* _Page extract_:
- - - -

Ndamukong Suh

Greatest Huskers, by the numbers: Introduction

During the first couple of games every year, I always carry a folded up roster in my pocket – usually given to me by some political campaign – so I know who the new contributors, backups, and random special teams guys are.  By the third or fourth game of the season, you can tell me a number and I can tell you that player’s name.  Over time (I’ve been to almost every home game since 1993), a lot of names and numbers are stuck in my head.

This glut of numbers can be a challenge as I try to adjust my brain to seeing one of NU’s “signature” numbers – 15 for example – being worn by a fullback (Willie Miller), a linebacker (Steve Octavian), or a cornerback (Alfonzo Dennard).  It also makes me think about which player is the best to ever wear a certain number.

- - - -

* _Entries_:
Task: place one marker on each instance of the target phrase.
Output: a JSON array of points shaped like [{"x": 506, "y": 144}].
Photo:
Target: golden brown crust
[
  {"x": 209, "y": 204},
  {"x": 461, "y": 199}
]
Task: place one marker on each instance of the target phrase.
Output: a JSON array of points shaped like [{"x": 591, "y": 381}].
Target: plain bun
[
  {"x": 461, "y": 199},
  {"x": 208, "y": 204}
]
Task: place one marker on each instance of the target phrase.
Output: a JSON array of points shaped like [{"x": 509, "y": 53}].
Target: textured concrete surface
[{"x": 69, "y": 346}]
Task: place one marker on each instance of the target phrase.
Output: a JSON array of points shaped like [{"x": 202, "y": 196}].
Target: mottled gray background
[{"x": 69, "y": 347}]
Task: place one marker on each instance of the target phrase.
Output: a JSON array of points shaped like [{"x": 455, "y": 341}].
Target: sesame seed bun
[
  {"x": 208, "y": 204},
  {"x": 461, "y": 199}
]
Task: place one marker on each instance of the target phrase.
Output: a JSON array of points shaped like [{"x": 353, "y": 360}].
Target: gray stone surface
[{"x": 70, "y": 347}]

- - - -

* _Given instruction_: From the introduction on Nebraska jersey numbers above, return word for word the part that opens with the words containing "This glut of" and closes with "a certain number.".

* _The result_:
This glut of numbers can be a challenge as I try to adjust my brain to seeing one of NU’s “signature” numbers – 15 for example – being worn by a fullback (Willie Miller), a linebacker (Steve Octavian), or a cornerback (Alfonzo Dennard).  It also makes me think about which player is the best to ever wear a certain number.